▶ **Stated task**
Turn every line of the records below into a JSON list of strings, with one string per line and no blank lines.

▶ **Given data**
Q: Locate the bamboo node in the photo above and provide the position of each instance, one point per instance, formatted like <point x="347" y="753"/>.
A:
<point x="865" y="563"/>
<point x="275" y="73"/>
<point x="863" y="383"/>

▶ **Solution for this exercise**
[
  "Q: Locate the bamboo node in the photo above and provide the position of each instance, one point per instance, formatted like <point x=\"347\" y=\"753\"/>.",
  "A:",
  "<point x=\"865\" y=\"563\"/>",
  "<point x=\"275\" y=\"73\"/>",
  "<point x=\"863\" y=\"383\"/>"
]